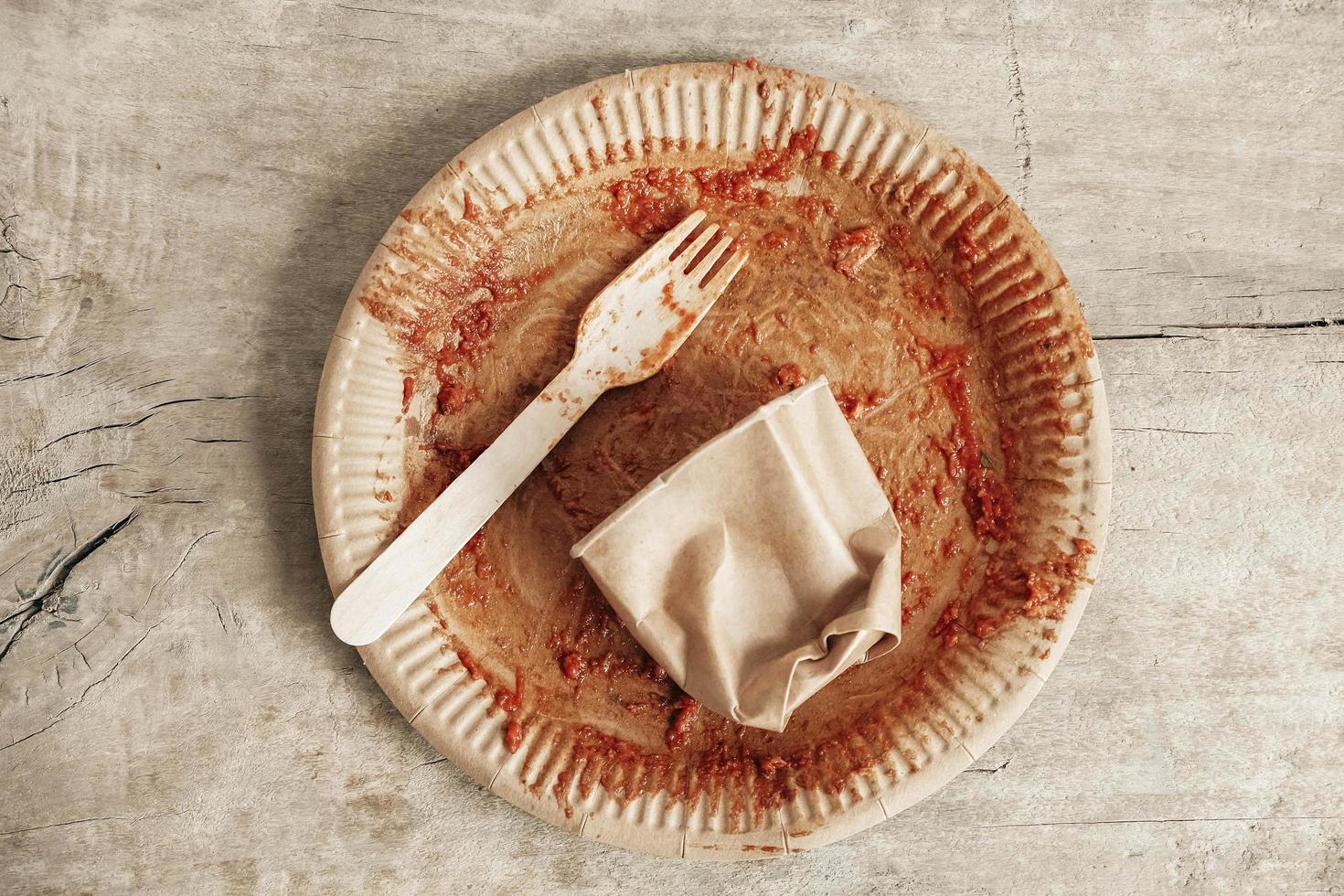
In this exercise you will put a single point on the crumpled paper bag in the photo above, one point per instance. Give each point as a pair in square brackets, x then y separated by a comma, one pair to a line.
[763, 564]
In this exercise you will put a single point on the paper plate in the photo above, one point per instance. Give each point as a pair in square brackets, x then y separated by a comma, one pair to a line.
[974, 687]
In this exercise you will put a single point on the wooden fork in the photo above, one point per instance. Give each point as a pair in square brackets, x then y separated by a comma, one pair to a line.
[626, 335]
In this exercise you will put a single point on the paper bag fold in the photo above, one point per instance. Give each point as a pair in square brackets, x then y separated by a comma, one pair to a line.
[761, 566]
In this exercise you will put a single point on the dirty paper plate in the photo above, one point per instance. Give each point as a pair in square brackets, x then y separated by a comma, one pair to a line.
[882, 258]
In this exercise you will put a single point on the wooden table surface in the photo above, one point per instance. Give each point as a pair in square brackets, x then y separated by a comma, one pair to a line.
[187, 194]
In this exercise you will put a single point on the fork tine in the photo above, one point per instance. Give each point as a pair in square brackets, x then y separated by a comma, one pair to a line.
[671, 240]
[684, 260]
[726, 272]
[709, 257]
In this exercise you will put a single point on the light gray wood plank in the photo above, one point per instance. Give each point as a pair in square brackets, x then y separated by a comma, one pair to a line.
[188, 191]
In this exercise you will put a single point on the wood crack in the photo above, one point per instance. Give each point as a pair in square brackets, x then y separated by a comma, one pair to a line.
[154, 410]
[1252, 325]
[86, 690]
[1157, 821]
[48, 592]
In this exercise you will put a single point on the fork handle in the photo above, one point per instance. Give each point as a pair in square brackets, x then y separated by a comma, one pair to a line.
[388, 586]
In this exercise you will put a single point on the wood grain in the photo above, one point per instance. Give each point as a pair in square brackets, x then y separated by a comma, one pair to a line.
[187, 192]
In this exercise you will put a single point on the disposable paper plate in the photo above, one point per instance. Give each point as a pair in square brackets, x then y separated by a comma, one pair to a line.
──────
WHAT YOU NEED TO DO – Please copy all of the material above line for line, without changing anything, and leave out any pictures.

REPLY –
In this exercise you will put a single point on the crumpled paper bag in the photo above, one point per instance. Give each point as a pair in square brackets, x then y separated by a comma, one pair to a line.
[763, 564]
In this exercise you will put a single point on the paper plate in the photo above, one point per instance. Give each point as a pair in square brackets, x then y separated by a comma, one pair to a line.
[974, 687]
In this exercise you will put a single point on the wooden fork in the photo above, one point per instance. Give each point as a pair in square brackets, x then y separated by a comma, one pair to a line.
[626, 335]
In this exercise you will put a single point on the paper bag fold in the photo above, one point per instance. Give each point as a pair in square brackets, x then y separated by a comma, one pair to a line.
[761, 566]
In this exercise you will put a single point on the dirty paper plate in the photo above, one point per instance. Give each point as a pair in square brackets, x then y separated by a comma, one pair to a line.
[882, 258]
In this exercise you will put a single point on the wooden table surface in the photo above, one point per instance. Give each point as a pair in square brackets, x then y separated by a comma, one pair to a line.
[187, 194]
In this exercise you will put a single point on the fork tine in the photo above, one point per instance. Give each point as a pair in square brackets, x then y separated by a comma, one pair to a line.
[671, 240]
[684, 260]
[726, 272]
[709, 257]
In this exercise you will put a single point on the light gray wood plank in the photo above, one point per instance. Give each point as a pair in square brackets, x then y separated by a comma, one pair to a line.
[188, 191]
In this exercise you will put a single point on the wood crack in the photo above, one point per instance. Give each point as a pair in square brackets, x then y separated by a comma, one pair to a line.
[154, 410]
[1252, 325]
[86, 690]
[1157, 821]
[48, 592]
In this exercise you will put a single point on the fork handle in the photo above, one point per instance. Give each point as a pair in square brackets, x then y separated by a comma, one pair to a line.
[388, 586]
In this exercise you will put a single point on the wood grain in the photo above, one point per instance. Give each point as a pair in square brackets, x then y separated by a comma, one pair to a line.
[187, 192]
In this exercise you will put a single point on the disposable paper plate in the photo above, one point per instance. Give each point as a pair in square brackets, x then y separated by a comma, one pair to a line.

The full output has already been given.